** START TEXT SHOWN **

April 4, 2013, The Hindu

 

Democratic voices have so far allowed the Gujarat Chief Minister to get away with the invocation of his “development” mantra. India needs to know more about him

During a recent three-week stay in the United States, I was often asked to explain the Indian media’s current obsession with Narendra Modi. The only reasonably cogent answer to give was the convergence between the corporate ownership of the electronic media and Mr. Modi’s corporate bank-rollers. The Gujarat Chief Minister’s induction in the Bharatiya Janata Party central set-up has been celebrated as if he has already been invited by the Rashtrapati to form the next government at the Centre.

Like most Indian political leaders, Mr. Modi is a non-biodegradable entity. He will not disappear. Machinations by the BJP central leadership may delay his storming the party headquarters, but he is not going to be talked out of his national ambitions. It is only the voters who can knock the stuffing out of him and his outsized pretensions.

Mr. Modi promises to do things differently and better than what is being done in New Delhi or even in the other BJP ruled States. Not only is he contemptuous of the Manmohan Singh style of consensus approach to resolving contentious issues, he is also derisive of his own party and its leadership. He believes the BJP has become too flabby as an organisation and that most of its impresarios are compromised and tired.

That is between him and the BJP. It is another year before the country goes to the national polls, and 12 months is a long enough a time to smoke Mr. Modi out of the comfort zone of the so-called Gujarat model. Democratic India is now obliged to look beyond and beneath the veneer of the Gujarat model.

Leaders like Nitish Kumar may or may not be able to reconcile to the Narenda Modi-Amit Shah approach to the fundamental secular nature of our constitutional and political design. The vast majority of the decent majority will find it difficult to put aside the Gujarat Chief Minister’s unreconstructed stance to what happened to the minorities under his watch in 2002. What is more, Mr. Modi remains unapologetic and unrepentant, even as a gaggle of public relations experts has been deployed to put a gloss over the massacre and its narrative of cultivated intolerance. Just as Mr. Modi remains unbent, Decent India will remain unimpressed and unconvinced.

But the 2002 violence is only a small part of the Modi offer. Apart from a tough, designedly anti-Muslim line, the country would want to know what he stands for. So far the Gujarat Chief Minister has trafficked in the “development” slogan. He has half-heartedly sought to revive Atal Bihari Vajpayee’s shout of “Indian century”.

Heady proposition

The bottom line is that Mr. Modi is supposed to be endowed with such outstanding leadership qualities that he would transform India in the same decisive manner as Gujarat presumably stands transformed. A heady proposition, especially for the upper middle class consumers of the “national” media discourse.

Two key ingredients in this Gujarat leadership business need to be underlined. First, the Chief Minister has enthralled the Gujarat voters as the mascot of “Gujarati asmita.” In other words, a gentle stoking of Gujarati sub-nationalism. This foray into parochialism is a perfect fit for a parochial leader. But the rest of India is not entirely without its pride; and, it remains to be seen whether the Modi project has the capacity to plough the asmita message in the vastness of a plural and diverse India. It is a minor detail but a significant one: for all his alleged charismatic gifts, outside of Gujarat Mr. Modi has not been able to make any difference to the BJP’s electoral fortunes.

** END TEXT SHOWN **

WHAT NEEDS TO BE DONE: Please return the passage of the opinion piece on Narendra Modi, starting with "That is between" and going on through "the Gujarat model.", copied word for word. The records have no connection to the opinion piece on Narendra Modi.

** START PROVIDED MATERIAL **

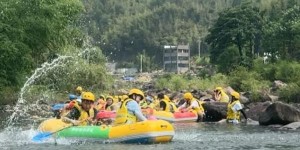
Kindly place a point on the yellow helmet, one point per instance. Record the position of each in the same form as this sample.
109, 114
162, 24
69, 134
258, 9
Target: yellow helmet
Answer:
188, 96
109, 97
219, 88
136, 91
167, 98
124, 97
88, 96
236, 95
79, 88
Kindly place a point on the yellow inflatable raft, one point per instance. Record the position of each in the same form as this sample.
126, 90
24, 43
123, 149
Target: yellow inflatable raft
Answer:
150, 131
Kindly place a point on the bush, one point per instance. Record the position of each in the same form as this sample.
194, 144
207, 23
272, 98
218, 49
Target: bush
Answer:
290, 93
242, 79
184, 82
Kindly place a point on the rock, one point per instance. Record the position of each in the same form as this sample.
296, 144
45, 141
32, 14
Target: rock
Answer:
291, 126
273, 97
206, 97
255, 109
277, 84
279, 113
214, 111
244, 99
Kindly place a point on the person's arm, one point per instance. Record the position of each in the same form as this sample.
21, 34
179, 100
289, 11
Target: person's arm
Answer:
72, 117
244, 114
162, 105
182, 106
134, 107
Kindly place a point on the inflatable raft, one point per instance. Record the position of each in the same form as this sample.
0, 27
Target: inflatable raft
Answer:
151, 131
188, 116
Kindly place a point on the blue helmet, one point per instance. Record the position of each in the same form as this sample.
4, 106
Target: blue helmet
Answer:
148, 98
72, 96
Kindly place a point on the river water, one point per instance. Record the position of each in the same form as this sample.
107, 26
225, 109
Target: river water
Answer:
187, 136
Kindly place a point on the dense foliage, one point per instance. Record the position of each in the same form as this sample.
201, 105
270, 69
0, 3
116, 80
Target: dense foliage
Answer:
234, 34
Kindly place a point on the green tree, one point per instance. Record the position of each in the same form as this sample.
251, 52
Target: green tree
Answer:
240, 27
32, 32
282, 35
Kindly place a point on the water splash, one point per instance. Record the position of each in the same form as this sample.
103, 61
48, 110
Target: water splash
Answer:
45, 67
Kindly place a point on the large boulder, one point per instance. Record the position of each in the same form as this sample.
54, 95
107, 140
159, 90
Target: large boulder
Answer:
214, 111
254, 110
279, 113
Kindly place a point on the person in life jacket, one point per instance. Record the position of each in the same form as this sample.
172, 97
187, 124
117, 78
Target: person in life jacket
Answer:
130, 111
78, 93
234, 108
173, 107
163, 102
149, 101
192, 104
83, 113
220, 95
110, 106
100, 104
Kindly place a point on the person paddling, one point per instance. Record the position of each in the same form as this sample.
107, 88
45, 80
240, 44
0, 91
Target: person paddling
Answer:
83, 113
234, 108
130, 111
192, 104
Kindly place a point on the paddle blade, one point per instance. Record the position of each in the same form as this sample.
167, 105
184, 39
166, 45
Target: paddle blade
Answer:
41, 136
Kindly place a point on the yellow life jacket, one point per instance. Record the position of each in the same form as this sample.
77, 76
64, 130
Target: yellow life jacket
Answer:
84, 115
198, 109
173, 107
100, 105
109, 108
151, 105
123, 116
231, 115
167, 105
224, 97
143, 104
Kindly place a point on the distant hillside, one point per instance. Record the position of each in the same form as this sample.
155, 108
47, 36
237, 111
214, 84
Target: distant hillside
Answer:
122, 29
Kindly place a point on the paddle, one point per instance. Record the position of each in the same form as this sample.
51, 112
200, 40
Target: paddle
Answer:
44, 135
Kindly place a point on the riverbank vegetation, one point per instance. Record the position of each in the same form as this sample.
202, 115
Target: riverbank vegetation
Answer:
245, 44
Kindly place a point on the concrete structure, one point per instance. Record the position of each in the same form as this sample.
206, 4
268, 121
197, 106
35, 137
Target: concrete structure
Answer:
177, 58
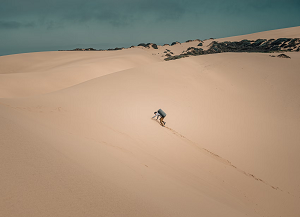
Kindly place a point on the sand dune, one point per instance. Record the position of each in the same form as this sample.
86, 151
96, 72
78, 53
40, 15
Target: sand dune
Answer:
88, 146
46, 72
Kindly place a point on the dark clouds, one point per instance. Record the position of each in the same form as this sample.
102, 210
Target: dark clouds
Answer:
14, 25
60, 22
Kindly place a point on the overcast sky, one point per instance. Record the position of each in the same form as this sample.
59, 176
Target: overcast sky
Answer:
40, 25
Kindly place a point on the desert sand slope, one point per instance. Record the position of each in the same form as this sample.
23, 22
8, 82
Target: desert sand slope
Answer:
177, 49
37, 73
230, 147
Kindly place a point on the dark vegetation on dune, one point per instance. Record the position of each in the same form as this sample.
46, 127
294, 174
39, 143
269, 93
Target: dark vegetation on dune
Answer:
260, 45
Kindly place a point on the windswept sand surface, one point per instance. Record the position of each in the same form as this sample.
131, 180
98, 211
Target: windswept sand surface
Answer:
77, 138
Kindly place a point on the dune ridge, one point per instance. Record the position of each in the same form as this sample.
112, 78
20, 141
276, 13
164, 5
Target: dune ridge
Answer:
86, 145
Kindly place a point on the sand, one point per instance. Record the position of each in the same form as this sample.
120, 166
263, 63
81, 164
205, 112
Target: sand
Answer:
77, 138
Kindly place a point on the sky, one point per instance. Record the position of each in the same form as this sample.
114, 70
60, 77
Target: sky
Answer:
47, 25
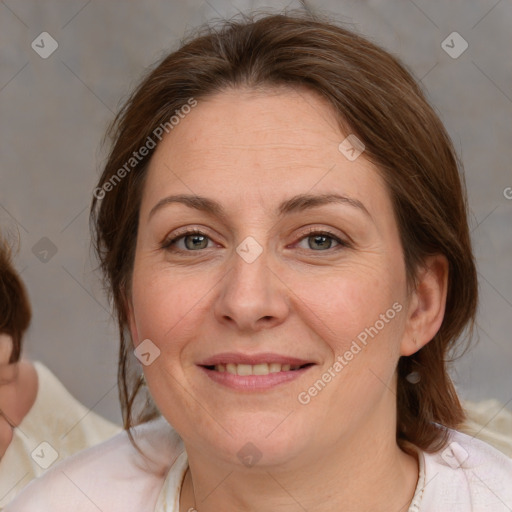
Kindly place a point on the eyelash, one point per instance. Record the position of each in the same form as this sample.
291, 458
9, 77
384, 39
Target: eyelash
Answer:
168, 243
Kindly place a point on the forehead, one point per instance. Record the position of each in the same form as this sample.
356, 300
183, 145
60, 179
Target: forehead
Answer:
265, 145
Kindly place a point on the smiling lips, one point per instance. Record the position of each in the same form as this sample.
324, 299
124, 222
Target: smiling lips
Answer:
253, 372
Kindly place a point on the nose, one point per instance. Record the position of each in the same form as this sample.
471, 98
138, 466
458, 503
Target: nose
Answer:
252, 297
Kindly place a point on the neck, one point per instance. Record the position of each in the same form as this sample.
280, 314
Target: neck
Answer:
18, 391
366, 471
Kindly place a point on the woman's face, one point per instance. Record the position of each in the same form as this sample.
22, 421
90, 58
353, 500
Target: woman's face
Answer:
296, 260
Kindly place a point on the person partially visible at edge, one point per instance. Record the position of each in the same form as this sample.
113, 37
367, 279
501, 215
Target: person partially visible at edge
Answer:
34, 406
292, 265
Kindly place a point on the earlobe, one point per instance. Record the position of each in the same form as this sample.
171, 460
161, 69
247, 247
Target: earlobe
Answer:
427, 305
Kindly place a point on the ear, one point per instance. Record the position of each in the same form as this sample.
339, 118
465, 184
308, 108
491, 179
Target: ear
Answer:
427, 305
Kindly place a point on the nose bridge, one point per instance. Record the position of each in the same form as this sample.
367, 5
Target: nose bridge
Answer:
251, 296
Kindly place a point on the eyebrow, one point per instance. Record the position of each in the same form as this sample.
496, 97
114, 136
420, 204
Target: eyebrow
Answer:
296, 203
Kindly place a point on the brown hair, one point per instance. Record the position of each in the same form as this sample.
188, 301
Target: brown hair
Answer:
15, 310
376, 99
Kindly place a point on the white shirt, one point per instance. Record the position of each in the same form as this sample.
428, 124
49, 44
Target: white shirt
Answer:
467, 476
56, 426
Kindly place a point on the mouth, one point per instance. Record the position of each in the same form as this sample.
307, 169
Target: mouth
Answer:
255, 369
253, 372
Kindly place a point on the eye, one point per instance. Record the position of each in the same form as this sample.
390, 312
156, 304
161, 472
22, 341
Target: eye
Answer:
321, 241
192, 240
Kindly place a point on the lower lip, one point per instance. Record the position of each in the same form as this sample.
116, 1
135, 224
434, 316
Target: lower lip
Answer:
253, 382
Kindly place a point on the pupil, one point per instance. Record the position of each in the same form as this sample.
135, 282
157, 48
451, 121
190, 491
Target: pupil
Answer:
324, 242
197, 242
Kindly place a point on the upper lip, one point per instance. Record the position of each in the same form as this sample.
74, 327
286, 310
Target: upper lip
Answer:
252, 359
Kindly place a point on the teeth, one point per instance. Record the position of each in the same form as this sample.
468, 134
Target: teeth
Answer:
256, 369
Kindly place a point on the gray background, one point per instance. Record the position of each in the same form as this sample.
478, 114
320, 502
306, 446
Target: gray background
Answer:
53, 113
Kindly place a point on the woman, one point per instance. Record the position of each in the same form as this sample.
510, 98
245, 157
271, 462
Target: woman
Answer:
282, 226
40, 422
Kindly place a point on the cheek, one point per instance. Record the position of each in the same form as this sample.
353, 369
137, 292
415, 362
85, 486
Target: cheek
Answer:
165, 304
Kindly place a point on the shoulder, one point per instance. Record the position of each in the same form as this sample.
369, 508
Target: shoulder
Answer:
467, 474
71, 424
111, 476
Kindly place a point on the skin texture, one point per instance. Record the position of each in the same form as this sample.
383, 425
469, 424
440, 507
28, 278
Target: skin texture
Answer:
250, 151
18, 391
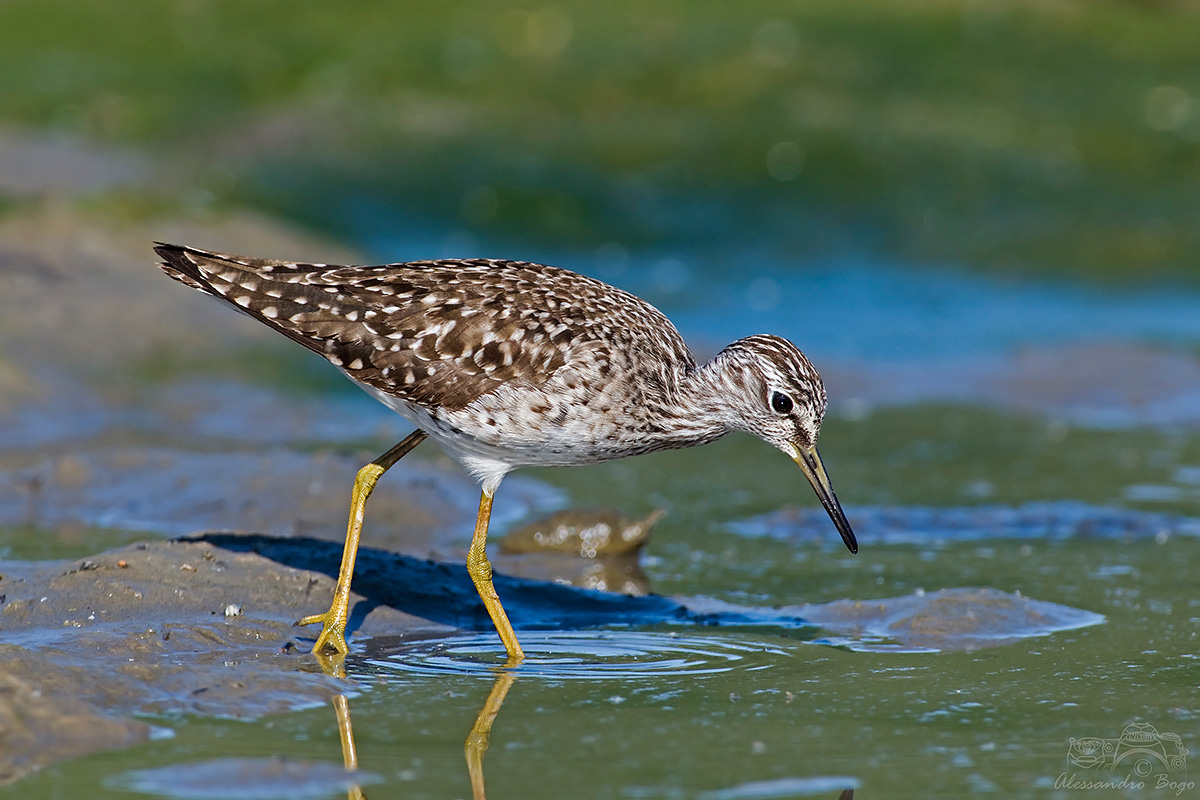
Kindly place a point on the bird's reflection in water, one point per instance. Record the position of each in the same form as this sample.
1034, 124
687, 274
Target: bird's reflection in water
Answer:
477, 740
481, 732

** END PROVIDED MATERIAL **
** START PROVIDED MATERIAL **

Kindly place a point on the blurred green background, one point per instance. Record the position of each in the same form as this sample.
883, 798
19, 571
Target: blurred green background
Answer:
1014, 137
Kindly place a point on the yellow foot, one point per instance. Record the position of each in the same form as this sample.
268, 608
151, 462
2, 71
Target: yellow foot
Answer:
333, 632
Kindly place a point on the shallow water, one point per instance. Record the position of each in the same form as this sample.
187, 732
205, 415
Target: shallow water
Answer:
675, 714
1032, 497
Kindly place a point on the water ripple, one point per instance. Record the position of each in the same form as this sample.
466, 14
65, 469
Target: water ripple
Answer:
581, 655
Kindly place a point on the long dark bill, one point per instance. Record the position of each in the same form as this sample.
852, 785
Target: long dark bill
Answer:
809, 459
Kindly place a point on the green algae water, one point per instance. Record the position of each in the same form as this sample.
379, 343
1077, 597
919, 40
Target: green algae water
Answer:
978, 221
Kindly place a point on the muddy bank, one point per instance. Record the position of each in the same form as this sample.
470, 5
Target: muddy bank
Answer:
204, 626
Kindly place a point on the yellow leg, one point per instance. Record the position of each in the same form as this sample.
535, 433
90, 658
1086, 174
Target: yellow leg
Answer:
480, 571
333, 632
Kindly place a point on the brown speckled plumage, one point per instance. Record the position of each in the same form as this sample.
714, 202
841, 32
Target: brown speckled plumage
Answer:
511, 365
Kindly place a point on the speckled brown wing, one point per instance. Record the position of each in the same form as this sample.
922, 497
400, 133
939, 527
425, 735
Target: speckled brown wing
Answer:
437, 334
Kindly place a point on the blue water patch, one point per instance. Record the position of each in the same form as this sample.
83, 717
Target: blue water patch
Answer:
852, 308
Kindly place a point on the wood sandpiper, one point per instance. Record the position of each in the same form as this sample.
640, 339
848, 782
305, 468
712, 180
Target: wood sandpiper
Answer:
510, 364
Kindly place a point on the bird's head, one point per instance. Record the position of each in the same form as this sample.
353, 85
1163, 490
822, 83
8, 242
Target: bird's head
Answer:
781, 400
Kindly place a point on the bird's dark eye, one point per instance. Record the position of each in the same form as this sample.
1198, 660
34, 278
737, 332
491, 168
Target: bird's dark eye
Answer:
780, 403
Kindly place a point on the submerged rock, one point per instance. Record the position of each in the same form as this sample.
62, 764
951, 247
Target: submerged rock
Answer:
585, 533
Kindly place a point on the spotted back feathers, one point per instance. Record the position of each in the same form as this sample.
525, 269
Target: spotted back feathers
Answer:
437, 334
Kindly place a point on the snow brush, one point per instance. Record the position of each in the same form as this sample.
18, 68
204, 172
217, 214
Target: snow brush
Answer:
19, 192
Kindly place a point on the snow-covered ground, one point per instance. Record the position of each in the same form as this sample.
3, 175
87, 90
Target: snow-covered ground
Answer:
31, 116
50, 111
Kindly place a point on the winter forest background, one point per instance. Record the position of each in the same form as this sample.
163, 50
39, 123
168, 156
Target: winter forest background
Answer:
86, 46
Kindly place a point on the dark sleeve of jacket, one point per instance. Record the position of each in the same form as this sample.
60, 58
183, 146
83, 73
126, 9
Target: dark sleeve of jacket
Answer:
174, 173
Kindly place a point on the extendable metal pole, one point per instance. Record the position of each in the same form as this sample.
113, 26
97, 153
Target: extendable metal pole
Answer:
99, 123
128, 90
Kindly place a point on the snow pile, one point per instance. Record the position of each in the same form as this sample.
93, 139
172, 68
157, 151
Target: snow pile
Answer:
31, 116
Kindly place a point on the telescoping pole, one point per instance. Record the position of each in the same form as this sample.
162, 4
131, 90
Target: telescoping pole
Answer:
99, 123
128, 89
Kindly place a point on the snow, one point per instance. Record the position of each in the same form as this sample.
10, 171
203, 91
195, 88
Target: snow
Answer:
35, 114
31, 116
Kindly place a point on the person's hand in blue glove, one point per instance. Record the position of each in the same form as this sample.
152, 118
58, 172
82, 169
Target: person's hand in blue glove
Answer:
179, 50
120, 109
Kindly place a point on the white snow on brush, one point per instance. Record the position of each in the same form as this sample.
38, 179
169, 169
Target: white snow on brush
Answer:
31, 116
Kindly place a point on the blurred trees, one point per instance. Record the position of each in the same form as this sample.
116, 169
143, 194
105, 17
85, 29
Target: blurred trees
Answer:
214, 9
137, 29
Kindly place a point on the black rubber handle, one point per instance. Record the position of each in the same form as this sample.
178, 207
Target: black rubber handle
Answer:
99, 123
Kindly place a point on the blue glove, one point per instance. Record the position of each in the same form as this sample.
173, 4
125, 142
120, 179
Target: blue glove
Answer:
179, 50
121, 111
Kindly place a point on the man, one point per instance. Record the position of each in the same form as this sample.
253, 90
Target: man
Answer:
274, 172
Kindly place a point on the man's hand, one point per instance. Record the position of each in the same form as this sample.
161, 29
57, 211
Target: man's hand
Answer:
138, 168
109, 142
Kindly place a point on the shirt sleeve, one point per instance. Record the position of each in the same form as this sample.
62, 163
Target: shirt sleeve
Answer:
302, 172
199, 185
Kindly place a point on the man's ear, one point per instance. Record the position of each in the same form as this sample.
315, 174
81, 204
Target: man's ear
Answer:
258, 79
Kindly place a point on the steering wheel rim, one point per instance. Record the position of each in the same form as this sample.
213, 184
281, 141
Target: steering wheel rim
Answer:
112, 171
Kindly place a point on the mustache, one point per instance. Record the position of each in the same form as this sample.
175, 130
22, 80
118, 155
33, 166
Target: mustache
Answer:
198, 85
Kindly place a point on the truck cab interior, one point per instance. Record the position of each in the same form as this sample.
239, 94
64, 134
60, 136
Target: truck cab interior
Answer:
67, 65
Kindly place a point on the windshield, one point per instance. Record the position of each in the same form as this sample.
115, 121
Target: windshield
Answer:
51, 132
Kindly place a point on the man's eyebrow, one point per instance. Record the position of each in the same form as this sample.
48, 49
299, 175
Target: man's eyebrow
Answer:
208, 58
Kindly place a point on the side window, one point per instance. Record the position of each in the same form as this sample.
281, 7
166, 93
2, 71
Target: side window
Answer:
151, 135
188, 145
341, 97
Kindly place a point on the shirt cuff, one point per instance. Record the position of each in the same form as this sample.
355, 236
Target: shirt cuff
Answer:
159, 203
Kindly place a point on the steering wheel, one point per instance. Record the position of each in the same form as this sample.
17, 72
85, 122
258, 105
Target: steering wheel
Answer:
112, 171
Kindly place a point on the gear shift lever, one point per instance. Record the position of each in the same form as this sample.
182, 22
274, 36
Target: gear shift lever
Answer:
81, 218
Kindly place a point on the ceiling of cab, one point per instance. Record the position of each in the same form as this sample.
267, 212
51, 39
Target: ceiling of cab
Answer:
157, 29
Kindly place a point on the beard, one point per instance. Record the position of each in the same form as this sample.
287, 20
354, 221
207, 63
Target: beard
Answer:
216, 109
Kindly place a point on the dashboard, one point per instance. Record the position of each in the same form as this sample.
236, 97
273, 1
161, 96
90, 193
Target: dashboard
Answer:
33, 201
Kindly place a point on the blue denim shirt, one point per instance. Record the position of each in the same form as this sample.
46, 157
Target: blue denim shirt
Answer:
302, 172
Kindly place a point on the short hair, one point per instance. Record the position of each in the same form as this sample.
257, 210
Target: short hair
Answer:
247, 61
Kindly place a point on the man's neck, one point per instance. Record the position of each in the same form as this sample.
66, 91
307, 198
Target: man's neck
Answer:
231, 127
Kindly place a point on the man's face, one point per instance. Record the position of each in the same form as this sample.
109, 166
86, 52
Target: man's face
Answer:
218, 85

** END PROVIDED MATERIAL **

SOLUTION TO THE EXERCISE:
That is between him and the BJP. It is another year before the country goes to the national polls, and 12 months is a long enough a time to smoke Mr. Modi out of the comfort zone of the so-called Gujarat model. Democratic India is now obliged to look beyond and beneath the veneer of the Gujarat model.